* **EXERCISE**
Reproduce the data below exactly, line for line, and omit the pictures from your answer.
<<<<
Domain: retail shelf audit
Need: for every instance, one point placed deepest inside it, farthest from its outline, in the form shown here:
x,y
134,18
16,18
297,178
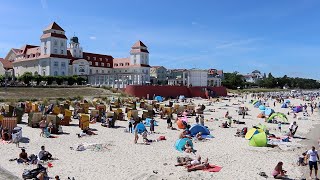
>>>>
* **EXERCISE ANSWER**
Domain: retail shelf audit
Need: for every instance, one point placed deepest inside it, farthest from its outline, in the form shown here:
x,y
134,18
16,18
297,178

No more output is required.